[I tuoi compiti]
A: Rispondi a queste domande sul testo fornito:
(i) Quale città fu invasa da un'onda di giovani "contro"?
(ii) Quali due anni sono citati come "blasonati"?
(iii) Quali tre cose sono, per il testo, la profonda rivoluzione dell'immaginario comune?
B: Riporta il passo del testo fornito compreso tra "Era di maggio..." e "il suo limite.", estremi inclusi.

[Testo fornito]

Era di maggio... l'immaginazione al potere
Un evento che per nominarsi usa, come se fosse un patronimico, la sigla del proprio anno, come i blasonati '89 e '48, o il nome del mese di maggio – la primavera e l'esplodere della fioritura, allorché la città di Parigi, la più legata all'immaginario della rivoluzione moderna, fu invasa da un'onda di giovani "contro" – deve avere dentro di sé qualcosa che lo rende memorabile. Non gli effetti, non i fatti, ma – mai come in questo caso – l'immaginario collettivo.
Una profonda rivoluzione dell'immaginario comune: è la sua specificità, la sua forza e il suo limite.

[Dati]

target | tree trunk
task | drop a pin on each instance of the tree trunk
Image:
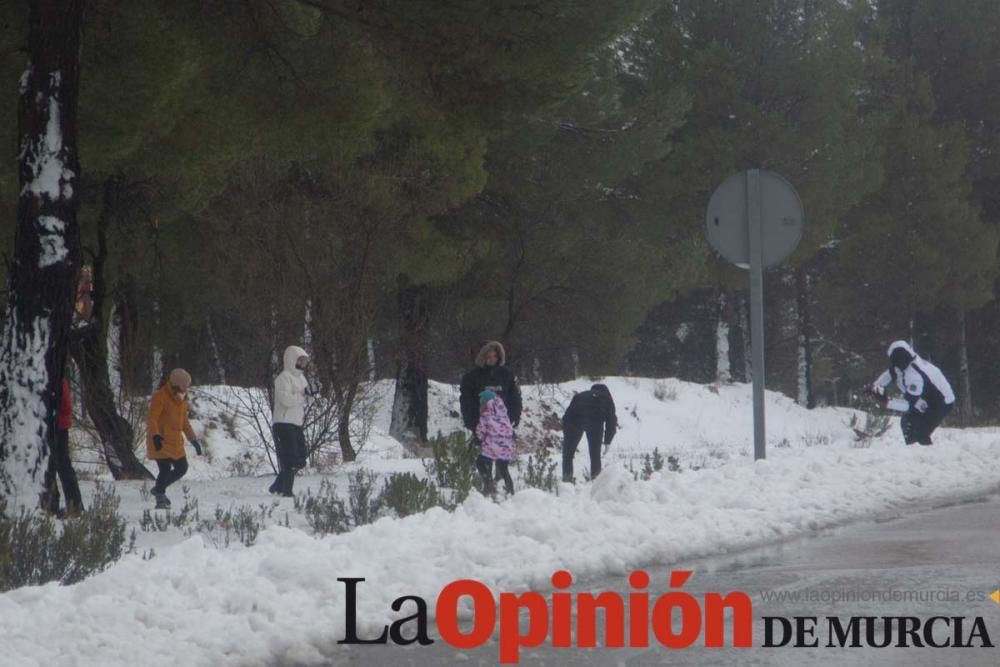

[Le soluzioni]
A:
(i) Parigi.
(ii) Il '89 e il '48.
(iii) La sua specificità, la sua forza e il suo limite.

B:
Era di maggio... l'immaginazione al potere
Un evento che per nominarsi usa, come se fosse un patronimico, la sigla del proprio anno, come i blasonati '89 e '48, o il nome del mese di maggio – la primavera e l'esplodere della fioritura, allorché la città di Parigi, la più legata all'immaginario della rivoluzione moderna, fu invasa da un'onda di giovani "contro" – deve avere dentro di sé qualcosa che lo rende memorabile. Non gli effetti, non i fatti, ma – mai come in questo caso – l'immaginario collettivo.
Una profonda rivoluzione dell'immaginario comune: è la sua specificità, la sua forza e il suo limite.